# [SELECTION]
BEGIN
Skforecast in GPU¶
Traditionally, machine learning algorithms are executed on CPUs (Central Processing Units), which are general-purpose processors that are designed to handle a wide range of tasks. However, CPUs are not optimized for the highly parallelized matrix operations that are required by many machine learning algorithms, which can result in slow training times and limited scalability. GPUs, on the other hand, are designed specifically for parallel processing and can perform thousands of mathematical operations simultaneously, making them ideal for training and deploying large-scale machine learning models.
Three popular machine learning libraries that have implemented GPU acceleration are XGBoost, LightGBM and CatBoost. These libraries are used for building gradient boosting models, which are a type of machine learning algorithm that is highly effective for a wide range of tasks, including forecasting. With GPU acceleration, these libraries can significantly reduce the training time required to build these models and improve their scalability.
END
# [SOURCE EXCERPT]
BEGIN
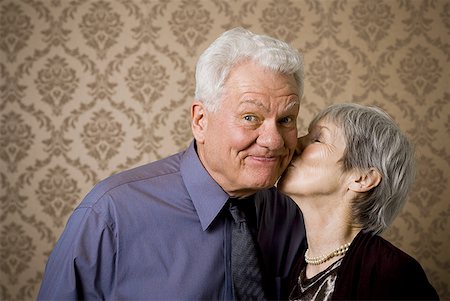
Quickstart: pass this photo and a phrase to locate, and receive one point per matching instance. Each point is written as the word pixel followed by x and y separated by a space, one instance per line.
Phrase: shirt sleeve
END
# [LIST OF TASKS]
#1 Write out the passage on GPU acceleration word for word from "Skforecast in GPU¶" to "machine learning models.".
#2 Using the passage on GPU acceleration, decide whether each statement agrees with it, answering yes or no and quoting the words that settle it: (a) CPUs are optimized for the highly parallelized matrix operations that many machine learning algorithms require. (b) Gradient boosting models are effective for forecasting. (c) GPUs can carry out thousands of mathematical operations at the same time.
The material has no connection to the passage on GPU acceleration.

# [ANSWERS TO THE PROBLEMS]
#1
Skforecast in GPU¶
Traditionally, machine learning algorithms are executed on CPUs (Central Processing Units), which are general-purpose processors that are designed to handle a wide range of tasks. However, CPUs are not optimized for the highly parallelized matrix operations that are required by many machine learning algorithms, which can result in slow training times and limited scalability. GPUs, on the other hand, are designed specifically for parallel processing and can perform thousands of mathematical operations simultaneously, making them ideal for training and deploying large-scale machine learning models.

#2
(a) No: "CPUs are not optimized for the highly parallelized matrix operations that are required by many machine learning algorithms"
(b) Yes: "highly effective for a wide range of tasks, including forecasting"
(c) Yes: "can perform thousands of mathematical operations simultaneously"